▶ _Texto selecionado_:
※ ※ ※

Embora o Brasil possua uma das legislações mais avançadas na área do sangue, paradoxalmente, sua população não dispõe de uma rede capacitada para garantir produto de boa qualidade. O fato é comprovado pelo Ministério da Saúde em recente vistoria realizada em cem instituições que lidam com sangue em todo o país. Trinta e quatro delas receberam autos de intimação, interdição e apreensão, enquanto as demais apresentaram diagnóstico satisfatório, porém com restrições. Justamente elas são responsáveis pela quase totalidade dos gastos nacionais com o setor e com as transfusões de sangue.

※ ※ ※

▶ _Objetivo da tarefa_:
Responda com base no texto selecionado:
1. Quem fez a vistoria e em quantas instituições?
2. Quantas instituições receberam autos de intimação, interdição e apreensão?
3. Que diagnóstico as demais instituições apresentaram?
Os dados não têm relação com o texto selecionado.

▶ _Dados extraídos_:
※ ※ ※

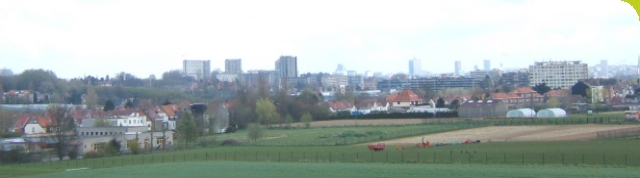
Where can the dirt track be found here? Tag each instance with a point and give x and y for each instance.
(365, 122)
(515, 133)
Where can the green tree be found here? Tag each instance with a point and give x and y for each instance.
(92, 98)
(255, 132)
(112, 148)
(552, 103)
(101, 122)
(589, 96)
(455, 104)
(187, 129)
(109, 106)
(64, 130)
(287, 121)
(134, 147)
(440, 103)
(128, 104)
(266, 111)
(166, 102)
(306, 119)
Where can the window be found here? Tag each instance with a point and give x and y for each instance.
(98, 146)
(159, 141)
(129, 142)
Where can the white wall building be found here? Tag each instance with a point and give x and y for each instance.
(198, 69)
(562, 74)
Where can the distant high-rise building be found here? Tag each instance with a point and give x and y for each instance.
(604, 68)
(288, 66)
(558, 74)
(340, 70)
(351, 73)
(414, 67)
(458, 68)
(233, 66)
(487, 65)
(198, 69)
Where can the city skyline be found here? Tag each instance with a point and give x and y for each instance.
(59, 34)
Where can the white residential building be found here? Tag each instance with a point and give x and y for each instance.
(558, 74)
(198, 69)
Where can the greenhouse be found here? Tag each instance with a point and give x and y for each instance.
(521, 113)
(552, 113)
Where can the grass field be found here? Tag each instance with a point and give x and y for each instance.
(594, 153)
(336, 133)
(265, 169)
(324, 136)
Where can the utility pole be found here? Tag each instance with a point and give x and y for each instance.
(151, 139)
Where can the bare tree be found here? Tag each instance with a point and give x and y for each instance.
(62, 131)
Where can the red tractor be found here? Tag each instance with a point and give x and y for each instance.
(377, 147)
(423, 144)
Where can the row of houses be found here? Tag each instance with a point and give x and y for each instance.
(154, 127)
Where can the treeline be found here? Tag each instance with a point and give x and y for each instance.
(382, 115)
(45, 87)
(257, 105)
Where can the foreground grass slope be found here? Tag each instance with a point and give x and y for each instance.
(280, 170)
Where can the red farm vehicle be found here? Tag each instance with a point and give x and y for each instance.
(377, 147)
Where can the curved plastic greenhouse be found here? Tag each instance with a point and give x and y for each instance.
(552, 113)
(521, 113)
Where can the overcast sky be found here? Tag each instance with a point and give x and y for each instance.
(77, 38)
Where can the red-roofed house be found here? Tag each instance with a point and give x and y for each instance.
(521, 96)
(372, 105)
(406, 98)
(340, 106)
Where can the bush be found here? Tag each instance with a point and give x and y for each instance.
(92, 154)
(73, 154)
(134, 147)
(112, 148)
(230, 129)
(255, 132)
(230, 142)
(204, 142)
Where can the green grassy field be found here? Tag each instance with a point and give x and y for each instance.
(346, 135)
(325, 136)
(270, 169)
(595, 153)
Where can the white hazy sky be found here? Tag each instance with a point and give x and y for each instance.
(100, 37)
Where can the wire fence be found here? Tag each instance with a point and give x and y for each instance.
(619, 133)
(415, 157)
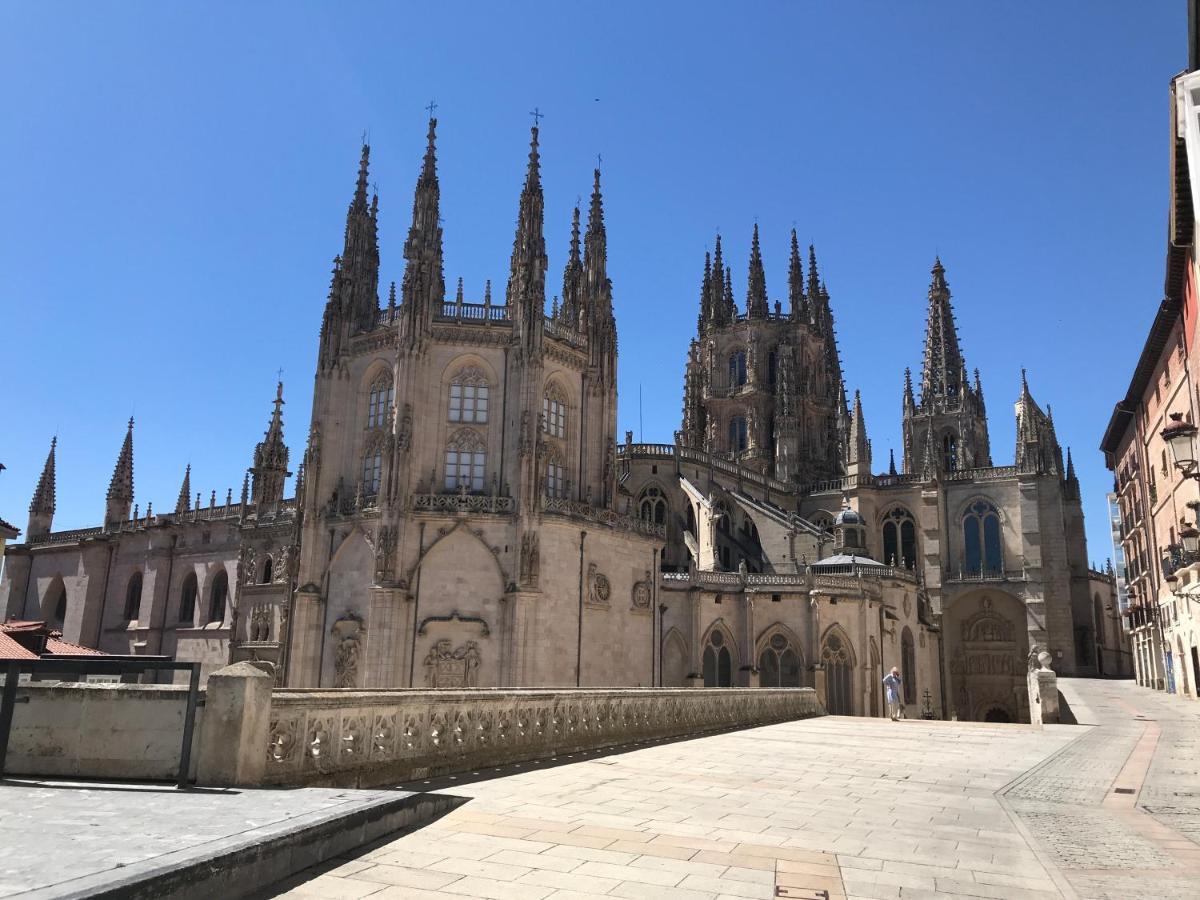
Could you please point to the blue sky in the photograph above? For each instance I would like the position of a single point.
(177, 179)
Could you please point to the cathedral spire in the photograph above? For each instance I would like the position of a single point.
(41, 508)
(423, 288)
(527, 270)
(573, 277)
(858, 448)
(941, 377)
(184, 502)
(756, 282)
(120, 487)
(360, 257)
(705, 293)
(796, 283)
(270, 467)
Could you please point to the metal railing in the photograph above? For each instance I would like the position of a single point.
(100, 665)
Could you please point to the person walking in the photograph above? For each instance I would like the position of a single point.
(892, 683)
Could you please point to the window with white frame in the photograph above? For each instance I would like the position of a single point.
(383, 395)
(468, 396)
(553, 414)
(465, 461)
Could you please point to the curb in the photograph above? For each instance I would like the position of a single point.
(255, 858)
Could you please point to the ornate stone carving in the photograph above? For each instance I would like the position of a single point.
(599, 588)
(531, 561)
(261, 623)
(642, 593)
(347, 651)
(448, 667)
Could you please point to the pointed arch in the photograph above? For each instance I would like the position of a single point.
(719, 655)
(779, 657)
(675, 660)
(838, 661)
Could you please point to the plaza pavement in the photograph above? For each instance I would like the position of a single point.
(858, 808)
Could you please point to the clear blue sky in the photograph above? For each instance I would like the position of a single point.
(175, 180)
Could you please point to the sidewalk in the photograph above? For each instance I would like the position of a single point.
(61, 839)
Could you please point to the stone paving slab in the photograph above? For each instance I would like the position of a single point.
(64, 839)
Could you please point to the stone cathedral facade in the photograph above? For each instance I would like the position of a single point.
(466, 514)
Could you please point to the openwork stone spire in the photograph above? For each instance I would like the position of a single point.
(41, 508)
(527, 269)
(184, 502)
(423, 288)
(120, 487)
(941, 376)
(796, 299)
(573, 279)
(270, 469)
(756, 282)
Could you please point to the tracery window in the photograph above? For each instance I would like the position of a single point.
(468, 396)
(981, 539)
(466, 455)
(383, 395)
(909, 667)
(553, 414)
(779, 664)
(372, 471)
(556, 477)
(653, 507)
(949, 453)
(187, 599)
(837, 660)
(718, 661)
(737, 369)
(217, 597)
(133, 597)
(900, 539)
(737, 433)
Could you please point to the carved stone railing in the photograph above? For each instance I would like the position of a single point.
(579, 509)
(360, 738)
(465, 503)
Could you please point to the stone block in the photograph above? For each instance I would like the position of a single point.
(237, 719)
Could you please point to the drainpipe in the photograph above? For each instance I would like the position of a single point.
(579, 640)
(417, 603)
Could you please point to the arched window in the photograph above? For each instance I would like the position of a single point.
(468, 396)
(133, 597)
(737, 369)
(718, 661)
(383, 395)
(556, 477)
(60, 609)
(217, 597)
(949, 453)
(900, 539)
(981, 539)
(653, 507)
(838, 663)
(779, 664)
(909, 667)
(372, 471)
(737, 433)
(553, 413)
(465, 461)
(187, 599)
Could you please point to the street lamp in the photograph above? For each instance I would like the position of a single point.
(1181, 437)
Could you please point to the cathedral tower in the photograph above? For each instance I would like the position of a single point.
(947, 429)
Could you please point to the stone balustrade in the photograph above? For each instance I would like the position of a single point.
(361, 738)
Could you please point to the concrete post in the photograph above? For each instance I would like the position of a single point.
(235, 726)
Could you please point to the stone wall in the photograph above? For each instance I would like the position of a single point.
(361, 738)
(109, 731)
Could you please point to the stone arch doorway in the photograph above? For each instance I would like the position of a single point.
(838, 660)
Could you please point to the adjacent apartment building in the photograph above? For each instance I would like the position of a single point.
(1156, 497)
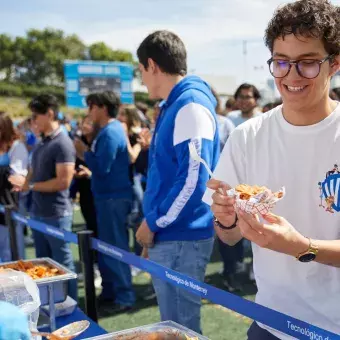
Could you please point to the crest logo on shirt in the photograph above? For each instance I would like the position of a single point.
(330, 190)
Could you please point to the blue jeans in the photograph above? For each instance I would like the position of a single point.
(189, 258)
(58, 250)
(116, 275)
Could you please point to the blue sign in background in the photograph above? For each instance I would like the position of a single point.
(85, 77)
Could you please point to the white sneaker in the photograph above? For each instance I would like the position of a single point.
(251, 274)
(135, 271)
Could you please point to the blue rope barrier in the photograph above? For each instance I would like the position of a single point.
(279, 321)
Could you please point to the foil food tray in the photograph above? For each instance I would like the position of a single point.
(165, 326)
(59, 282)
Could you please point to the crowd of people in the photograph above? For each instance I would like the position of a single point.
(132, 169)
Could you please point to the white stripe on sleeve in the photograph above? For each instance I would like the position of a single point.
(187, 191)
(194, 121)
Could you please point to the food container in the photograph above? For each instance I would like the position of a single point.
(53, 289)
(167, 327)
(58, 282)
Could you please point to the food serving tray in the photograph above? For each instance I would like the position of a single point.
(58, 282)
(166, 327)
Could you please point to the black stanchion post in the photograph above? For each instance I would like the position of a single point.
(87, 260)
(12, 232)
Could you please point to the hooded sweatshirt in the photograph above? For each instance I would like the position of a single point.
(173, 204)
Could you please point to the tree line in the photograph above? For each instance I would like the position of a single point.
(38, 57)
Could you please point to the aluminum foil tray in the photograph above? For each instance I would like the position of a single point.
(166, 327)
(59, 282)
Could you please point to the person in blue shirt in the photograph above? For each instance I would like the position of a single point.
(108, 160)
(178, 226)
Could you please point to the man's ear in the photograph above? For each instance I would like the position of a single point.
(152, 66)
(51, 114)
(335, 65)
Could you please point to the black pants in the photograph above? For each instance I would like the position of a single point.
(87, 207)
(255, 332)
(230, 256)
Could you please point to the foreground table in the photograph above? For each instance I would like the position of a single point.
(78, 315)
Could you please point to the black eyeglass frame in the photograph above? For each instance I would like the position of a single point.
(296, 63)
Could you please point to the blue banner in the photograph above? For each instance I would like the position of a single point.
(83, 77)
(279, 321)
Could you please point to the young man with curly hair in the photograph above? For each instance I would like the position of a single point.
(296, 145)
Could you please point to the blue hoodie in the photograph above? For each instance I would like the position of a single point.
(173, 204)
(109, 162)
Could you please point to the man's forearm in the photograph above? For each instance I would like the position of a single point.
(229, 237)
(329, 252)
(52, 185)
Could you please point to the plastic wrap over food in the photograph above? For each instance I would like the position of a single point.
(255, 199)
(20, 290)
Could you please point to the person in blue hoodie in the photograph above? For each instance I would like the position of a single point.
(108, 160)
(178, 226)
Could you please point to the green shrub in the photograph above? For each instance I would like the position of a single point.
(24, 90)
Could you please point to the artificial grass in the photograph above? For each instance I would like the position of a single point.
(218, 323)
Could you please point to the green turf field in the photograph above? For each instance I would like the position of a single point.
(218, 323)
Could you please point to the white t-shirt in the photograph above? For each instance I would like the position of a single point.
(237, 118)
(268, 151)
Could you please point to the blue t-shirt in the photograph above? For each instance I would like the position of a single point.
(55, 149)
(109, 162)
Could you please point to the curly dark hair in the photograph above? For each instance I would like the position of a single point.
(308, 18)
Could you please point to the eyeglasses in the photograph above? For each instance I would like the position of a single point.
(241, 97)
(306, 68)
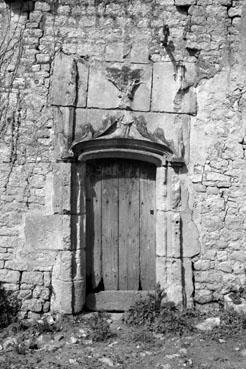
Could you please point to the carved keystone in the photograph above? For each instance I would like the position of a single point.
(113, 86)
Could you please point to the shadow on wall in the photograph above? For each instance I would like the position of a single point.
(20, 6)
(27, 6)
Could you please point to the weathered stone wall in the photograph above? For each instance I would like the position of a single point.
(193, 56)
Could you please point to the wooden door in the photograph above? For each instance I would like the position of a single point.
(120, 232)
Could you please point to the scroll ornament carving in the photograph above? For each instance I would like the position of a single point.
(123, 126)
(126, 81)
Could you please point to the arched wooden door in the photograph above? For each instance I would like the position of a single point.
(120, 231)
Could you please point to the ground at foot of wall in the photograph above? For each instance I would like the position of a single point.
(92, 341)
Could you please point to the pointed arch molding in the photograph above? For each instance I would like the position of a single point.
(124, 136)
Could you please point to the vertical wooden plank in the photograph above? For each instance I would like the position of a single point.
(147, 177)
(128, 226)
(110, 225)
(93, 224)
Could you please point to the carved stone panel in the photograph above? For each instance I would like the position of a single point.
(173, 88)
(113, 86)
(69, 81)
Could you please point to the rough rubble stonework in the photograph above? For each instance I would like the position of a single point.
(61, 67)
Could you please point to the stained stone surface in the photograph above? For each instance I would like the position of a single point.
(181, 66)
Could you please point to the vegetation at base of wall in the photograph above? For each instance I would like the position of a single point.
(165, 318)
(9, 307)
(100, 327)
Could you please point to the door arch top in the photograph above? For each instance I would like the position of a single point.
(124, 136)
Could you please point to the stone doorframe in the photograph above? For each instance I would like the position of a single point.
(173, 270)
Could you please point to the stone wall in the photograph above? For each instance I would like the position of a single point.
(55, 62)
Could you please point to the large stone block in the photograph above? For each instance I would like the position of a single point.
(113, 86)
(68, 297)
(173, 235)
(161, 233)
(69, 81)
(64, 127)
(44, 232)
(173, 89)
(174, 285)
(190, 236)
(53, 232)
(70, 265)
(175, 127)
(63, 88)
(34, 278)
(9, 276)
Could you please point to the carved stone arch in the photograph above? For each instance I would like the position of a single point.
(124, 136)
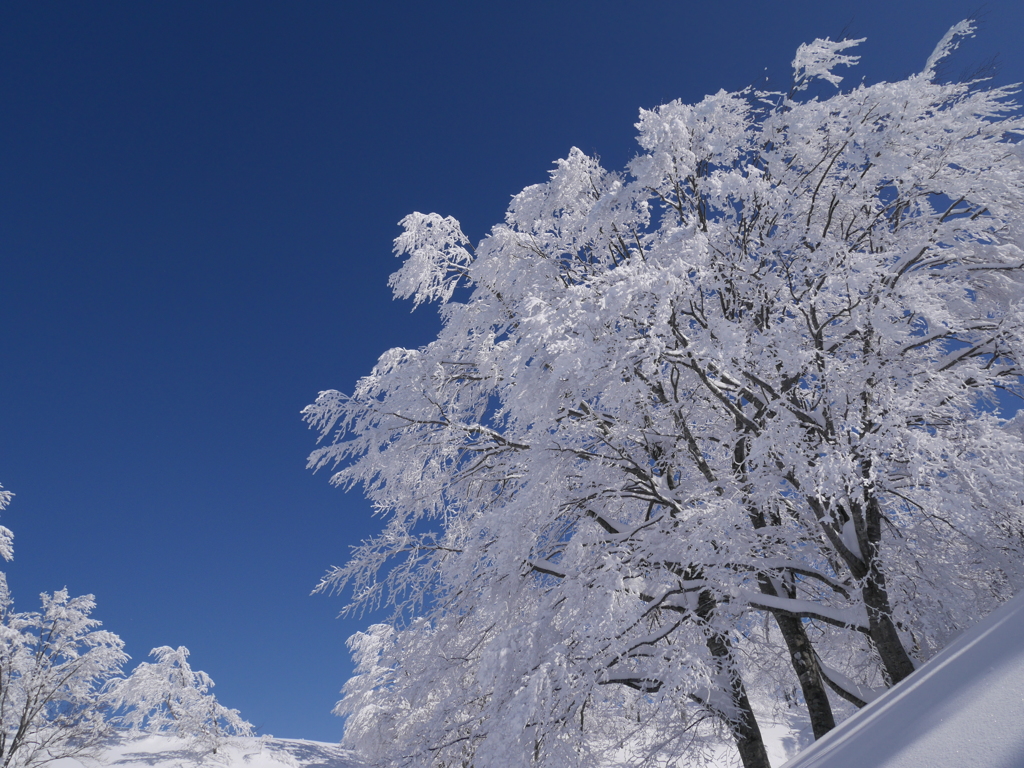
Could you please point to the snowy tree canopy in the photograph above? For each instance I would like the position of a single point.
(168, 696)
(719, 430)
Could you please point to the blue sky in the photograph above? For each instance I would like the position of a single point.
(197, 207)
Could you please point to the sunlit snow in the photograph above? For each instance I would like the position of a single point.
(964, 708)
(166, 752)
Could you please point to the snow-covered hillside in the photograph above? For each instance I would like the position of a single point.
(165, 752)
(964, 708)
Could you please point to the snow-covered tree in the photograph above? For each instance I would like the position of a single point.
(53, 664)
(168, 696)
(721, 428)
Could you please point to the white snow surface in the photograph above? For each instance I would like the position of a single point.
(171, 752)
(964, 708)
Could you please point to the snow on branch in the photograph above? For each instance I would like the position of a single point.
(817, 59)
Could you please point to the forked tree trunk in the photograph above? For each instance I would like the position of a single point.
(741, 721)
(805, 665)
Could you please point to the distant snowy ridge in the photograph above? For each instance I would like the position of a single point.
(168, 752)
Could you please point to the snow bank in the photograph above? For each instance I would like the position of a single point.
(966, 707)
(167, 752)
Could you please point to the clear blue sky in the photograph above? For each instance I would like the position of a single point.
(197, 207)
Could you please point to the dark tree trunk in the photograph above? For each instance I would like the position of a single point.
(805, 664)
(741, 721)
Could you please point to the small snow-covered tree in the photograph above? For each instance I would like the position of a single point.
(715, 429)
(168, 696)
(53, 665)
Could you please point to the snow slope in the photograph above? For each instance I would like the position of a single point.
(166, 752)
(964, 708)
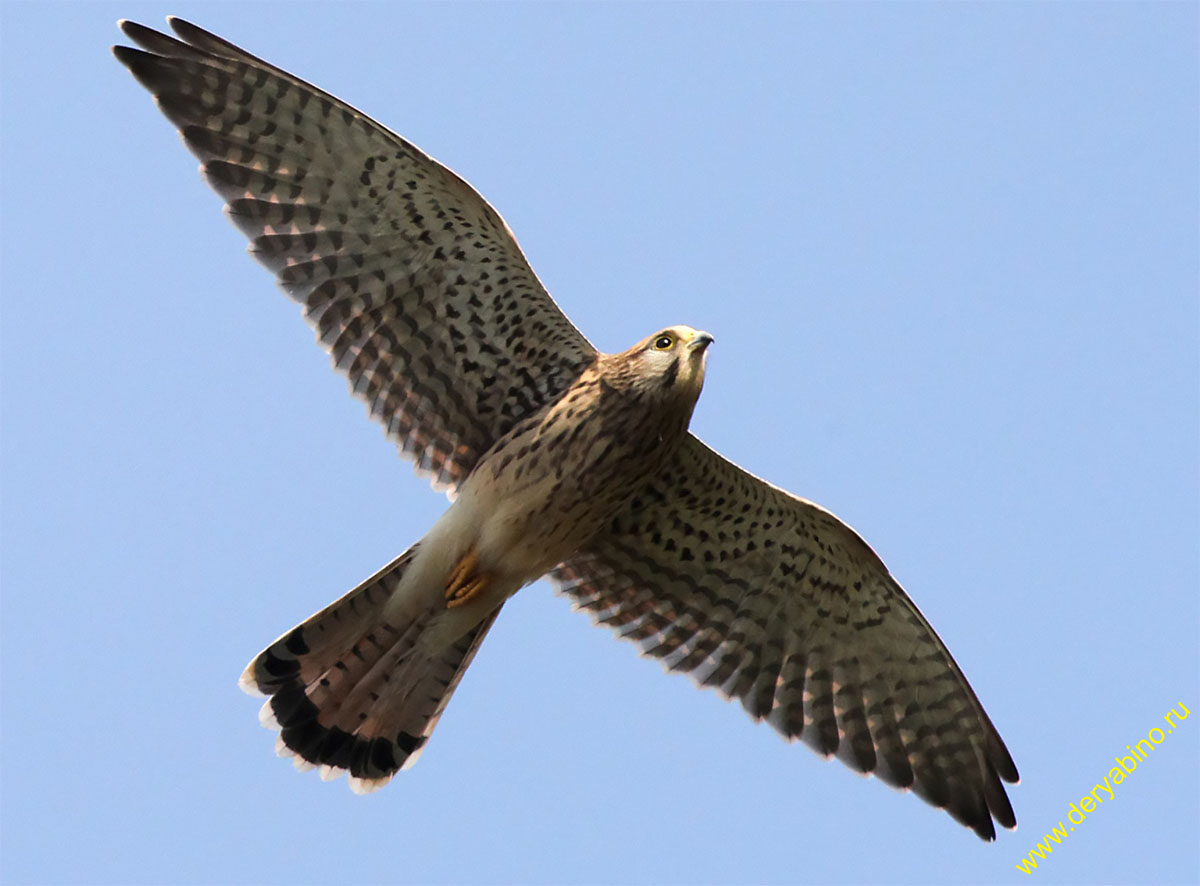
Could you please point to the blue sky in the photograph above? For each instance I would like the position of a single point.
(949, 257)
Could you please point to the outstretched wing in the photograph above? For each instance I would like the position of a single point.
(413, 282)
(775, 602)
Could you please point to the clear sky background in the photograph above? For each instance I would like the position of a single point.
(949, 255)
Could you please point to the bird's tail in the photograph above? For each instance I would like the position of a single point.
(351, 692)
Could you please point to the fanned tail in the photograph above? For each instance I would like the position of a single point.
(353, 693)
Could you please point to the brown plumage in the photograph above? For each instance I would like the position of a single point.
(564, 461)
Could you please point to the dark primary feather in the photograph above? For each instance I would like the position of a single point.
(777, 603)
(413, 282)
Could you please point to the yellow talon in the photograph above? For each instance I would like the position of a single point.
(465, 582)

※ ※ ※

▶ _Resposta da tarefa_:
1. O Ministério da Saúde, em cem instituições que lidam com sangue em todo o país.
2. Trinta e quatro.
3. Um diagnóstico satisfatório, porém com restrições.